• Action item
Could you transcribe all of the data word for word?

• Exercise data
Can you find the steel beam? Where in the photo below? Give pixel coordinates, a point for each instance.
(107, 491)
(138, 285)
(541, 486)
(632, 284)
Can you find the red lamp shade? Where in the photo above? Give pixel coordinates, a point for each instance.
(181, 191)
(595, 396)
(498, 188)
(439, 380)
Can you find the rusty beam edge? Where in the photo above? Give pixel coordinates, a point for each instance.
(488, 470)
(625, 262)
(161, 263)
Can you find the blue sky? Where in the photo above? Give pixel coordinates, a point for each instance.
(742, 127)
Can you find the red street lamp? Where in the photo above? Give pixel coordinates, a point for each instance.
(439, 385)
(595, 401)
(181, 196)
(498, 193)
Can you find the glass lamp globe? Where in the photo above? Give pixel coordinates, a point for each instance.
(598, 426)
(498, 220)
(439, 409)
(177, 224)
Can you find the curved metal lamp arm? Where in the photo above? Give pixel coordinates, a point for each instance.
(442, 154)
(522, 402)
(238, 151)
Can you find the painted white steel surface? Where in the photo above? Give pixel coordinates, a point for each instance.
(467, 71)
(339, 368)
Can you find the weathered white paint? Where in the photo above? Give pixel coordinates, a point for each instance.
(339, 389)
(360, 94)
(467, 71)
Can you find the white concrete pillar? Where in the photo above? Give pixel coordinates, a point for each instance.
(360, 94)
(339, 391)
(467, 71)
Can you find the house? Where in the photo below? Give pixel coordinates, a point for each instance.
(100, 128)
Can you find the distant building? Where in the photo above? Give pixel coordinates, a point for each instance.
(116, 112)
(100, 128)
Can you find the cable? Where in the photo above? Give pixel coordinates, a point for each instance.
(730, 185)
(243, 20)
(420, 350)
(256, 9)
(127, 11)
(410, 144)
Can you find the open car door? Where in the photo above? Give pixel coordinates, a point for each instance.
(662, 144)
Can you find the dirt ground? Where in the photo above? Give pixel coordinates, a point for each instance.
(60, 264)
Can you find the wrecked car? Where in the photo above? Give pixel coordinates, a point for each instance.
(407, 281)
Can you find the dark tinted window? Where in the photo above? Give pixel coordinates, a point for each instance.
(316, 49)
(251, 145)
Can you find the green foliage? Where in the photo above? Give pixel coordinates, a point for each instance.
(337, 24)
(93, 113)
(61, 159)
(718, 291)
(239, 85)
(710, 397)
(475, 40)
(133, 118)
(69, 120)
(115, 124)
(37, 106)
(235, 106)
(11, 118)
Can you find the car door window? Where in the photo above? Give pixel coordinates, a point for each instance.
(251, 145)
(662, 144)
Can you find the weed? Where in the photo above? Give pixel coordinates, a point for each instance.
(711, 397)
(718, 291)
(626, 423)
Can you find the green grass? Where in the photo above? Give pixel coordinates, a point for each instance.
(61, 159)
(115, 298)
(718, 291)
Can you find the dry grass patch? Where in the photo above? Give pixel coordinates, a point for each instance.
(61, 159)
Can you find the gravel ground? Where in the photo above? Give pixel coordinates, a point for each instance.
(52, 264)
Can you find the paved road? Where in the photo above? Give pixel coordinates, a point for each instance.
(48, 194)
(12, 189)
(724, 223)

• Answer to the exercise
Can you find the steel beam? Where in the photo below? Give pixel coordinates, a point for each instance.
(107, 491)
(138, 285)
(541, 486)
(632, 284)
Can you find the red lamp shade? Where in the photo above? Give pixel coordinates, a point for each instance.
(181, 191)
(595, 396)
(498, 188)
(439, 380)
Can you find the rusty beam edge? Where in the photo above? Give pixel coordinates, a point for each instance.
(488, 470)
(625, 262)
(161, 263)
Can you find the blue sky? Where in the photo above? Give pixel coordinates, a point for each instance.
(742, 127)
Can you find the red street lamp? Where in the photo above? Give pixel coordinates, a point for each instance.
(439, 385)
(595, 401)
(181, 196)
(498, 193)
Can you find the glass lamp globe? Where in the photo above? Give pixel coordinates, a point for each instance.
(598, 426)
(498, 220)
(439, 409)
(177, 224)
Can you find the curved metal lamp arm? Where in the photo above? Give pixel coordinates, a point for each instance.
(442, 154)
(522, 402)
(238, 151)
Can you find the painted white steel surface? Where in the photo above? Give pixel coordinates, a point for each instance.
(467, 71)
(339, 368)
Can you find the weathered white paint? Where in the photo above? Give pixel coordinates, a point for each instance.
(339, 389)
(360, 94)
(467, 71)
Can you find the white concrete pillar? Where in the photo above? Give pixel coordinates, a point for each instance.
(360, 94)
(339, 391)
(467, 71)
Can you find the house? Where in the photo below? Give pixel coordinates, a point for each instance.
(100, 128)
Can you find the distant building? Where in the photo above? Give pixel coordinates, a point for each instance.
(116, 112)
(100, 128)
Can you find the cable? Where in the photo above? Give pixel coordinates, a point for each instance.
(730, 185)
(243, 20)
(420, 350)
(256, 9)
(127, 11)
(410, 144)
Can you find the open car door? Where in the photo above? Give pixel coordinates, a point for each instance.
(662, 144)
Can you find the dirt ground? Where in the photo above? Give pixel coordinates, a point for each instance.
(60, 264)
Can you find the wrecked car? Where in the photo above? Give pixel coordinates, a point for each instance.
(407, 281)
Can you find the dark tinted window? Where in the photo above? Give pixel coordinates, a point for each instance.
(316, 49)
(251, 145)
Can you find the green foliage? Where in the photo above? Give pixel coordinates, a point for each instance.
(337, 24)
(93, 113)
(61, 159)
(718, 291)
(239, 85)
(710, 397)
(475, 40)
(133, 118)
(69, 120)
(115, 124)
(37, 106)
(235, 106)
(11, 118)
Can you find the car door window? Where in the photo above? Give pixel coordinates, a point for each instance.
(251, 145)
(662, 144)
Can you find the weed? Where in the photo above? Give pixel coordinates, a point for each instance.
(711, 397)
(718, 291)
(626, 423)
Can you find the green grass? Where in the photo above? Give pixel coordinates, a point for each instance.
(61, 159)
(115, 298)
(718, 291)
Can you find the dry grass patch? Where in the photo above? Give pixel coordinates, a point for each instance.
(61, 159)
Can you find the gravel ground? Where in the photo above? Give pixel coordinates, a point for each instance.
(52, 264)
Can you find the paved road? Where in the photo above? Give pixel coordinates, a point for each instance.
(48, 194)
(12, 189)
(724, 223)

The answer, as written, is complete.